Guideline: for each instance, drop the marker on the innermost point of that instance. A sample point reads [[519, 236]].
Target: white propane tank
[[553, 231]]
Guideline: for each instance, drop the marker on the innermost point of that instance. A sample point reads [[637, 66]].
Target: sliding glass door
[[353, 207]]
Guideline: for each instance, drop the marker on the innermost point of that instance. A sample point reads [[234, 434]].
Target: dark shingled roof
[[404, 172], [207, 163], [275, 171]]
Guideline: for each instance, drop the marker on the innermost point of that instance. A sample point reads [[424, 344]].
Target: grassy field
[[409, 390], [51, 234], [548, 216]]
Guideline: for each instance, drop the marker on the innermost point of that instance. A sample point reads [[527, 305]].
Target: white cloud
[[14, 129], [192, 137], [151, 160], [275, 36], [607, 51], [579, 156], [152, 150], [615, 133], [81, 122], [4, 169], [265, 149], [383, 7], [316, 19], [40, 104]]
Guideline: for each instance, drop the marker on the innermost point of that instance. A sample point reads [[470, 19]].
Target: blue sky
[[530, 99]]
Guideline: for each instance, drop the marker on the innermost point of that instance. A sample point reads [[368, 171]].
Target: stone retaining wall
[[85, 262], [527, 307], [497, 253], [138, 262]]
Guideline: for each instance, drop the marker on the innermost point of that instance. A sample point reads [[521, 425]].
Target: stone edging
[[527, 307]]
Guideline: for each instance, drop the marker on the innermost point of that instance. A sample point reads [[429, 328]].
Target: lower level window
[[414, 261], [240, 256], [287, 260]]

──────────

# [Task description]
Could you write out all the entries above again, replacing "innermost" with "most central" and leaving everything else unchanged?

# [Reply to the exercise]
Guideline: for each instance, drop the marker on the most central point of that instance. A sample point reads [[519, 236]].
Target: white propane tank
[[553, 231]]
Guideline: for each instance, drop the marker on the most central point of that instance. A sample point reads [[637, 66]].
Target: sliding glass door
[[353, 207]]
Guideline: for each instance, drop the marker on the most central point of that instance. A sample point reads [[234, 434]].
Target: dark shingled roof
[[404, 172], [207, 163], [275, 171]]
Guideline: for each instance, drop the marker on the most central point of that instance. A sample point reads [[424, 344]].
Target: grassy field
[[409, 390], [51, 234], [548, 216]]
Guideline: for each instance, drop the marker on the most central point of that instance. A sample point reads [[527, 305]].
Target: white cloud
[[14, 129], [192, 137], [151, 160], [275, 36], [607, 51], [579, 156], [152, 150], [615, 133], [81, 122], [4, 169], [265, 149], [383, 7], [316, 19], [40, 104]]
Guideline: for each instance, drop the marker on the most central point of that instance. A sample point reads [[470, 19]].
Target: blue sky
[[530, 99]]
Guideline: for each instance, drop the marker on the most central point of that instance. A sample point reads [[368, 171]].
Target: stone retaining wall
[[85, 262], [527, 307], [497, 253], [138, 262]]
Guideline: for each instance, drop the marker on the most central point of that instance. A sample point reads [[521, 425]].
Target: stone edging
[[527, 307]]
Guideline: for each instance, drop the marker on the most central point of that instance. A sample point reads [[429, 328]].
Target: lower level window
[[414, 261], [240, 256], [287, 260]]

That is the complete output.